Excerpts of bounding box data ::
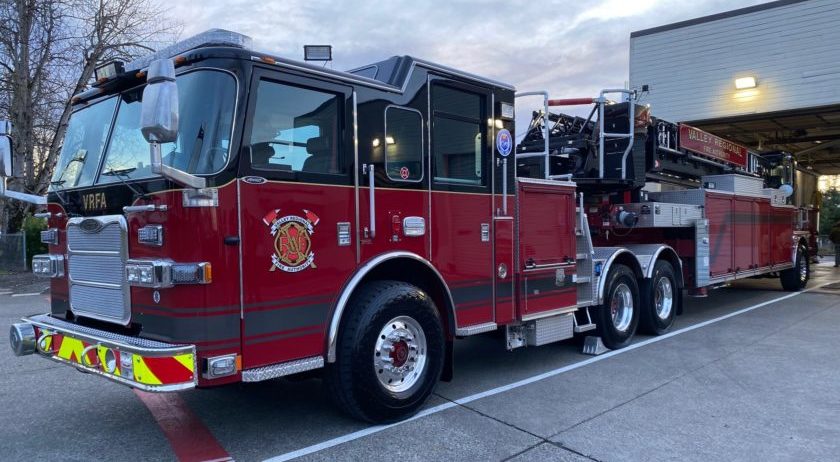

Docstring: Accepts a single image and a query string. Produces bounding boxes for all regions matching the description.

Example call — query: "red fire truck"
[0,30,808,422]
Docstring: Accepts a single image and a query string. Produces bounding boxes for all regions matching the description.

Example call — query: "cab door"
[356,95,430,263]
[429,77,495,328]
[238,68,356,369]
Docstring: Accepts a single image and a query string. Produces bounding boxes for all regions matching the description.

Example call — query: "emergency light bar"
[303,45,332,61]
[125,29,252,71]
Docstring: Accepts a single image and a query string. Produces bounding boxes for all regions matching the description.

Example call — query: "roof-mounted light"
[125,29,252,71]
[303,45,332,61]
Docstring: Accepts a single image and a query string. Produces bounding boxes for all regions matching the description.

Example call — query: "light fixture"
[735,76,757,90]
[303,45,332,61]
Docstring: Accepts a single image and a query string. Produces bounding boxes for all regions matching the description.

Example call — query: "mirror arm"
[149,141,207,189]
[0,178,46,205]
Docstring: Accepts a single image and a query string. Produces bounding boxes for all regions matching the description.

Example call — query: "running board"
[583,335,610,356]
[455,322,498,337]
[242,356,324,382]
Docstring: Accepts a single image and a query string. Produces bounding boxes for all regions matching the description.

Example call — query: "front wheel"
[595,264,640,350]
[779,247,811,292]
[326,281,445,423]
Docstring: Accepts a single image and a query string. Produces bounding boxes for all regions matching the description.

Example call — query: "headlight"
[137,225,163,247]
[120,351,134,380]
[125,260,213,289]
[125,260,172,289]
[32,254,64,278]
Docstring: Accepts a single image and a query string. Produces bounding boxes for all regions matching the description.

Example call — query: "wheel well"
[357,258,455,340]
[649,247,685,289]
[598,249,644,303]
[326,252,457,381]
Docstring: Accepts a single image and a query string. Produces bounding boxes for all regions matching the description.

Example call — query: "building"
[630,0,840,175]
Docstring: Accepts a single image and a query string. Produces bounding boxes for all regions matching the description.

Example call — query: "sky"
[168,0,766,116]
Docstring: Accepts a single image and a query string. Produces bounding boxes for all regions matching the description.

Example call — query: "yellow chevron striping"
[134,355,163,385]
[58,335,85,363]
[96,345,120,377]
[172,354,195,373]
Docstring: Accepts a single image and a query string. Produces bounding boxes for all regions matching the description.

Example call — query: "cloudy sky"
[169,0,766,109]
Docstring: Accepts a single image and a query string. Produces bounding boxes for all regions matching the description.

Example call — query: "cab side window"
[432,85,484,186]
[385,106,423,182]
[248,80,344,174]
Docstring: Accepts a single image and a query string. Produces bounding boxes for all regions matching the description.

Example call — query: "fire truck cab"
[0,30,807,422]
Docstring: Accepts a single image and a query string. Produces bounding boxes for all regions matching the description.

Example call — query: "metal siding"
[630,0,840,121]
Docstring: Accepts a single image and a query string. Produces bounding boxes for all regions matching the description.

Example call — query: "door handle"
[362,164,376,239]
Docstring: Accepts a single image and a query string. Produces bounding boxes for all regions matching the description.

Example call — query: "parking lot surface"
[0,265,840,461]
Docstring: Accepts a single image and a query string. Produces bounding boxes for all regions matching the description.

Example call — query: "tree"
[0,0,176,231]
[820,189,840,236]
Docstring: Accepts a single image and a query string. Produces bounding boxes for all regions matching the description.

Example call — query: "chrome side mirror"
[140,59,178,143]
[140,59,206,189]
[0,120,15,178]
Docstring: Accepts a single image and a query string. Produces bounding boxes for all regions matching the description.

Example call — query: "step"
[575,322,595,334]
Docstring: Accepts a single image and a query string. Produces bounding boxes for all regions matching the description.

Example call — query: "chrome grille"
[67,215,131,324]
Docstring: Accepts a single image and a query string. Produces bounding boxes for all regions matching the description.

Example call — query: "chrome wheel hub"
[373,316,427,393]
[610,283,633,332]
[653,277,674,321]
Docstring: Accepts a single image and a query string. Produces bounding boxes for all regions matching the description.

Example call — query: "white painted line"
[266,283,831,462]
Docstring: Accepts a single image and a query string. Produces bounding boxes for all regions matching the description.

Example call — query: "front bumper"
[10,314,197,392]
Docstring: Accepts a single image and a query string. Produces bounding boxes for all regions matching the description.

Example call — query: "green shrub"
[21,215,49,268]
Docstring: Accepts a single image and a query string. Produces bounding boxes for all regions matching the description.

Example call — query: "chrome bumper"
[10,314,198,392]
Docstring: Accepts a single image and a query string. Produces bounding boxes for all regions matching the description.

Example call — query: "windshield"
[52,70,236,189]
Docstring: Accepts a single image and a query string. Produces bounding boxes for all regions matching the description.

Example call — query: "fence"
[817,236,834,255]
[0,233,28,271]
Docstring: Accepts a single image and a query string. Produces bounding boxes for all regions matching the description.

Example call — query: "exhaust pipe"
[9,322,35,356]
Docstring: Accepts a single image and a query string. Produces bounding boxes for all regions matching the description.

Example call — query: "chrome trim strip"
[353,91,362,265]
[522,305,581,321]
[327,251,458,363]
[21,314,195,357]
[266,56,516,93]
[455,322,499,337]
[236,178,245,319]
[242,356,324,382]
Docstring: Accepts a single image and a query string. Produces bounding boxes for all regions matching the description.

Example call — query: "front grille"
[67,215,131,325]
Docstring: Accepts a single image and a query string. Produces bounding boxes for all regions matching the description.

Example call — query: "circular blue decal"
[496,128,513,157]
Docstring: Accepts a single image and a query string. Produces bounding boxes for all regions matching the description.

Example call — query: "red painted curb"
[134,389,233,462]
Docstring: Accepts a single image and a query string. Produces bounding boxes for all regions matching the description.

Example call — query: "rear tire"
[779,246,811,292]
[595,264,641,350]
[325,281,445,423]
[640,260,680,335]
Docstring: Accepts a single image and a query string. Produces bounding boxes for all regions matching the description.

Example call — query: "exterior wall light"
[735,76,757,90]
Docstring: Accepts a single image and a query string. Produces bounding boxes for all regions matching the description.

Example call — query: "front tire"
[326,281,445,423]
[640,260,680,335]
[779,247,811,292]
[596,264,640,350]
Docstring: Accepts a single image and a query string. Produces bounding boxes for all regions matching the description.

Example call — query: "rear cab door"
[238,67,356,369]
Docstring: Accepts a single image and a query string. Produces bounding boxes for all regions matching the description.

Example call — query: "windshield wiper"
[101,167,146,197]
[102,167,137,178]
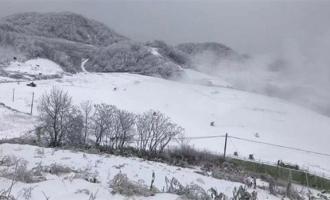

Stated goal :: Rewrite the whole listing, renaming every "Docstring" to "Description" and leaving all else unchanged. Leave the pictures out.

Solved problem ::
Description: Accepts a single image and a query string. Produces bounding boxes for all regions matching the description.

Example call — query: "red fire truck"
[0,30,808,422]
Description: Accepts a single image and a query string. Produces bounding boxes for all regions matching the description.

Example call — query: "cab door"
[356,95,430,263]
[429,77,495,328]
[238,68,356,369]
Description: Accepts a single image and a query string. Produces bounding boxes for all regions matching the description.

Example call — query: "emergency light bar"
[303,45,332,61]
[125,29,252,71]
Description: Accepts a single image and a query string. Produces bounding boxes for all regions matching the description.

Example call — query: "roof-mounted light"
[125,29,252,71]
[303,45,332,61]
Description: Accepts a single image and a query string. Produces bounding boxes for all regions matching the description.

Example call — query: "light fixture"
[735,76,757,90]
[303,45,332,61]
Description: Accepts a single image and a query string. Produces bounding boxes for all regions matching the description.

Example call — query: "mirror arm"
[149,141,207,189]
[0,178,46,205]
Description: Accepts a single image and a query string. Produces bounding boxes for all regions matching the description.

Example call — query: "running board"
[583,335,610,356]
[455,322,498,337]
[242,356,324,382]
Description: Accepts a single image and a query string. Produces bounding boxes for all regions matching the description.

Example call — query: "front wheel"
[595,264,640,350]
[779,247,811,292]
[326,281,445,423]
Description: Accepts a single image and a query string. Produces bounding boxes for all regions matching the description.

Example call — query: "headlight"
[137,225,163,247]
[120,351,134,380]
[125,260,213,289]
[125,260,172,289]
[32,254,64,278]
Description: Accepts a single image and a query string. Produces bounding boxes for all regions matching the description.

Example call — query: "wheel well"
[357,258,455,340]
[649,247,685,289]
[598,249,644,303]
[326,252,457,381]
Description: Accepts a single image and a query string. Produces bounding boxes for all regions matching the description.

Example call — query: "building"
[630,0,840,175]
Description: Accepts a single image and a query string. Produces bounding boxes for all regions matching the description.

Example call — query: "sky"
[168,0,766,116]
Description: Accepts a single image and a query string. Produces bounding boxes for all regions matching the description.

Example call — query: "yellow chevron striping"
[134,355,163,385]
[58,335,85,363]
[96,345,120,377]
[172,354,195,373]
Description: Accepts a single image and a query string. Produces bounding boxes for all regions matching the description.

Example call — query: "cloudy sky"
[169,0,766,109]
Description: Accepts a single image and a query string. Produces bounding boxes for all regions matching the description.

Example call — query: "cab side window"
[432,85,484,186]
[385,106,423,182]
[248,80,344,174]
Description: Accepts a single image and a query string. Produces bounding boxes for all regions matching the description.

Example call — query: "fire truck cab"
[0,30,807,422]
Description: Accepts a single image and a query string. Produces bounding boxes for all regions matching the description.

Example call — query: "metal siding"
[630,0,840,121]
Description: Accepts a single image and a query string. Produces bounding boxes for all regions matching the description.

Example call — query: "door handle"
[362,164,376,239]
Description: Accepts a single image and a query string. Produces bounding boxes for all regions matching the description.

Example call — query: "parking lot surface"
[0,265,840,461]
Description: Accepts a single image and a query string. Produces bounding boxes for all regions matching the description.

Example call — query: "tree"
[0,0,176,231]
[820,189,840,236]
Description: Accepts a single image and a query string. Produces bounding boxes for all regions matching the description.

Example call — query: "chrome side mirror"
[140,59,178,143]
[140,59,206,189]
[0,120,15,178]
Description: Accepts a single image and a query string. Produces bounding boxes for all regions matching the description.

Example call — query: "step"
[575,322,595,334]
Description: Accepts a single image and a query string. Produces bounding boxes for all regions matching the description.

Example call — query: "chrome grille"
[67,215,131,324]
Description: Accepts a single image and a query string. Produces bounding boxes for all regions matching the description.

Example call — query: "chrome wheel hub"
[373,316,427,393]
[610,283,633,332]
[653,277,674,321]
Description: Accepts a single image and a query string. Produces bounding boxes for all regions matching the description.

Example call — query: "white painted line"
[266,283,831,462]
Description: Accepts a single image and a query string. Produces bounding boxes for all regions matching the description.

Example call — query: "front bumper"
[10,314,197,392]
Description: Accepts a single image and a query string. Produces bounding boxes for all regions matching the description.

Example call — query: "green shrub"
[21,215,49,268]
Description: Accepts a single image and a query string. Produces bounding boxes for all regions matching the description.

Example call — query: "chrome bumper"
[10,314,198,392]
Description: Accepts a single image and a query string. Produces bounding boxes for all regions matching the description.

Example call — query: "windshield"
[52,70,236,189]
Description: Accepts a single image and a query string. Produces bounding boxes for all regions matching the description.

Example call — query: "fence"
[817,236,834,255]
[0,233,28,271]
Description: Accepts a single image and a query string. Produces bounding boxes for all regions matching the description.

Example call — query: "exhaust pipe"
[9,322,35,356]
Description: Accepts a single image and a query string. Produces bounding boxes for all regions matching the description.

Example call — query: "chrome trim strip"
[353,91,362,265]
[522,305,581,321]
[327,251,458,363]
[21,314,195,357]
[266,56,516,93]
[455,322,499,337]
[236,178,245,319]
[242,356,324,382]
Description: Accepts a single image and a query string. Produces bounding boxes for all regions matching the description.

Example call — query: "front grille"
[67,215,131,325]
Description: Accepts a single image and a query string. Produces bounding boxes for all regions matching the description.

Example call — query: "circular blue decal"
[496,128,513,157]
Description: Accepts a single image and a query string. Produces bounding boxes for all regions matching the description.

Example call — query: "red painted curb"
[134,389,233,462]
Description: Accepts a single image and a query string. Produces bounding boxes for all regions matching the description.

Example call — query: "rear tire"
[779,246,811,292]
[595,264,641,350]
[325,281,445,423]
[640,260,680,335]
Description: Accepts a single image and a query string. Produces bounding boxes for all regions matching the description.

Example call — query: "exterior wall light"
[735,76,757,90]
Description: Accepts a single image and a query string. Produces bounding boxes for all regions matching the description.

Example call — query: "front tire"
[326,281,445,423]
[640,260,680,335]
[779,247,811,292]
[596,264,640,350]
Description: Accepts a single image and a query string. Produces bounding boxes for all regions matching the description.

Example call — query: "rear cab door"
[238,67,356,369]
Description: Accepts a single image and a query string. Produces bounding boxes for all regions matching the description.

Example call — query: "windshield wiper"
[101,167,146,197]
[102,167,137,178]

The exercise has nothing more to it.